== ФРАГМЕНТ ТЕКСТА ==

Передо мной письмо Софьи Александровны Бобринской, прелестной питерской аристократки, свидетельницы последних пушкинских дней, к своей родственнице и тезке, Софье Прокофьевне Бобринской, датированное 16 февраля 1837 года.
Пушкина уже нет. У молодой графини о злополучной дуэли, по-видимому, свой верный источник информации в ближайшем окружении поэта. Но кто он? Скорее всего Жуковский, воспитатель наследника престола, который, конечно же, хотя и хранил тайну, но не в силах был устоять перед расспросами «графини Прелесть Александровны», как, случалось, называл ту еще в 1820 году, до ее блестящего замужества, будучи в нее пылко влюблен. Что же мы находим в письме?
«Говорят о танцевальных утрах, о вечерних катаньях с гор. Масленица заглушила шумом своих бубенчиков ужасный отголосок смерти нашего Пушкина. Я сообщила сестре все подробности этого трагического конца. Расспросите ее об этом. Это нас привело в оцепенение в течение недели: но масленица закружила головы самым пылким и… Такова жизнь».
Легко посетовать: «такова жизнь»! Но что стоит за этими скупыми строками письма?
Кстати, кто они такие, эти Бобринские?
Новые аристократы, куда более поздние, чем род старомосковских бояр Пушкиных! Дворянская, что называется, интеллигенция! «Продвинутые», как сейчас сказали бы преуспевающие современники поэта. Первое сохранившееся до наших дней упоминание о графской чете Бобринских относится к 1832 году (из письма поэта к жене).
О приятельских взаимоотношениях поэта (оговорюсь: близкими друзьями они не были) с графом Алексеем Алексеевичем Бобринским, с этим «старым знакомым» по Английскому клубу, кроме всего прочего, свидетельствует записка самого Пушкина, адресованная тому 6 января 1835 года, в сущности, единственное дошедшее до нас письмо поэта.
Говоря об их семье, нельзя не остановиться на портрете старой графини – Анны Владимировны Бобринской – дамы, отличающейся, со слов современников, «веселым характером, добротою в намерениях и простотою в обычаях». Именно эта пожилая светская дама, шедшая на придворных торжествах «вровень со статс-дамами», была настоящим другом поэту и относилась к нему очень тепло. Поэт, как известно, часто попадал в неловкое положение на дворцовых приемах. Но кто мог выручить его из беды? Никто, кроме старой графини, которую ценили и уважали при дворе!

===
== СТРОКИ ДАННЫХ ==

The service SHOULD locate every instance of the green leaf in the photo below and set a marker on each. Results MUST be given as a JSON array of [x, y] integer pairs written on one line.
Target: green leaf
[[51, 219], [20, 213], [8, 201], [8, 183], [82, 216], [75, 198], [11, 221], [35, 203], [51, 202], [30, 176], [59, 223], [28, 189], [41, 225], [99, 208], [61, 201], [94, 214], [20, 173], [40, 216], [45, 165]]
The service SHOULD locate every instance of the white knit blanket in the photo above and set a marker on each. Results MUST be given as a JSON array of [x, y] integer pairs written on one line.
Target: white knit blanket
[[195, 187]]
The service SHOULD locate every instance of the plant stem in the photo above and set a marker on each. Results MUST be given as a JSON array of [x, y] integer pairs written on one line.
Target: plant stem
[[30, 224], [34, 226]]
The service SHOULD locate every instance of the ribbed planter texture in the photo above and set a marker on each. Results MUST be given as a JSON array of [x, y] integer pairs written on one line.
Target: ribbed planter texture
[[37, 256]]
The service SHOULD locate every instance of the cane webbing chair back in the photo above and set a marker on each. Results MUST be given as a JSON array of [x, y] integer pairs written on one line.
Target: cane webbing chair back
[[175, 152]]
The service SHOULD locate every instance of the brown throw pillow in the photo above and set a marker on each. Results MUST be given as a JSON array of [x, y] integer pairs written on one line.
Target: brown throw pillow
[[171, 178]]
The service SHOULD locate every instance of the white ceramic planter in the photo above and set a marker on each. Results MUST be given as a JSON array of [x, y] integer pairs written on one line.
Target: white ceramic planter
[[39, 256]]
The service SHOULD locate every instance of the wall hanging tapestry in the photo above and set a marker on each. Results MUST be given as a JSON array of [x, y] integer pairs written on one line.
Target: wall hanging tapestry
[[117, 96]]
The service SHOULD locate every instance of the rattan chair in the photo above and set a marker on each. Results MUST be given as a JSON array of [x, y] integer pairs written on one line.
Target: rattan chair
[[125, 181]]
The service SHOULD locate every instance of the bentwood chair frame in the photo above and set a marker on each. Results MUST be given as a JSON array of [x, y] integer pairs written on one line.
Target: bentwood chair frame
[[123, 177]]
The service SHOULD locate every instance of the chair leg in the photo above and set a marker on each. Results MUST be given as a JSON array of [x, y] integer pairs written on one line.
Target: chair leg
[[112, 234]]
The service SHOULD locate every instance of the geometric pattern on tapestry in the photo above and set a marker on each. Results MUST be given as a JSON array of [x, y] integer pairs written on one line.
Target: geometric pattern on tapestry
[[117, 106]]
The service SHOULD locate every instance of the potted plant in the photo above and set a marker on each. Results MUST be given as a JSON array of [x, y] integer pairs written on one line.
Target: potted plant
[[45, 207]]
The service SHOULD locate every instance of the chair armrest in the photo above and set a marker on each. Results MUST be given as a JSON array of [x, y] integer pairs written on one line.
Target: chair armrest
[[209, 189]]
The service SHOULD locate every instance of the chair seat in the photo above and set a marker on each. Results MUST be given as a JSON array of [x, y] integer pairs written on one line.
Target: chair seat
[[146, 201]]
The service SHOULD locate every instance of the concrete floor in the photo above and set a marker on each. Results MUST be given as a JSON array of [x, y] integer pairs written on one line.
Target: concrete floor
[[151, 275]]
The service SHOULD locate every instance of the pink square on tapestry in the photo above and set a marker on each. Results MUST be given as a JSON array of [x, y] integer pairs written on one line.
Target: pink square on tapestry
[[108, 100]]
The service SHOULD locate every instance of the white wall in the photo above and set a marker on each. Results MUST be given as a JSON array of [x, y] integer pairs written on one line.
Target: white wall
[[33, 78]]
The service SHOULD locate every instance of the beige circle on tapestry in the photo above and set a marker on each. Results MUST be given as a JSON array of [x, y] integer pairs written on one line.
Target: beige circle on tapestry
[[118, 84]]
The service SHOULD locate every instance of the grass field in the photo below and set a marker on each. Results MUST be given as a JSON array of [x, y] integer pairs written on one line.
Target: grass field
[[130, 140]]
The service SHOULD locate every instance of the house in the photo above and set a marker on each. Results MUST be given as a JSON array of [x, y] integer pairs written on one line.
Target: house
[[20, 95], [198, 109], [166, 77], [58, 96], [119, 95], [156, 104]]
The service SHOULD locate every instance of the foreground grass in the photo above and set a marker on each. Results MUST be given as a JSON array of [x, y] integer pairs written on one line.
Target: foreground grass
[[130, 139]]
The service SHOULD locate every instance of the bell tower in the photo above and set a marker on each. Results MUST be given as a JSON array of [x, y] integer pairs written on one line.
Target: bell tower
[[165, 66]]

===

*ПИСЬМЕННОЕ ЗАДАНИЕ A:* Повторите дословно отрывок из очерка о Пушкине и Бобринских, начиная со слов «О приятельских взаимоотношениях» и продолжая до слов «нас письмо поэта.» включительно.
*ПИСЬМЕННОЕ ЗАДАНИЕ B:* Выпишите полностью строки записей, начиная со строки с «The service SHOULD locate every instance of the pink» и продолжая до строки с «[[108, 100]]» включительно, сместив каждое число в координатах ответов на 121. Другие строки не приводите.

*ПОЛНОЕ РЕШЕНИЕ A:*
О приятельских взаимоотношениях поэта (оговорюсь: близкими друзьями они не были) с графом Алексеем Алексеевичем Бобринским, с этим «старым знакомым» по Английскому клубу, кроме всего прочего, свидетельствует записка самого Пушкина, адресованная тому 6 января 1835 года, в сущности, единственное дошедшее до нас письмо поэта.

*ПОЛНОЕ РЕШЕНИЕ B:*
The service SHOULD locate every instance of the pink square on tapestry in the photo above and set a marker on each. Results MUST be given as a JSON array of [x, y] integer pairs written on one line.
Target: pink square on tapestry
[[229, 221]]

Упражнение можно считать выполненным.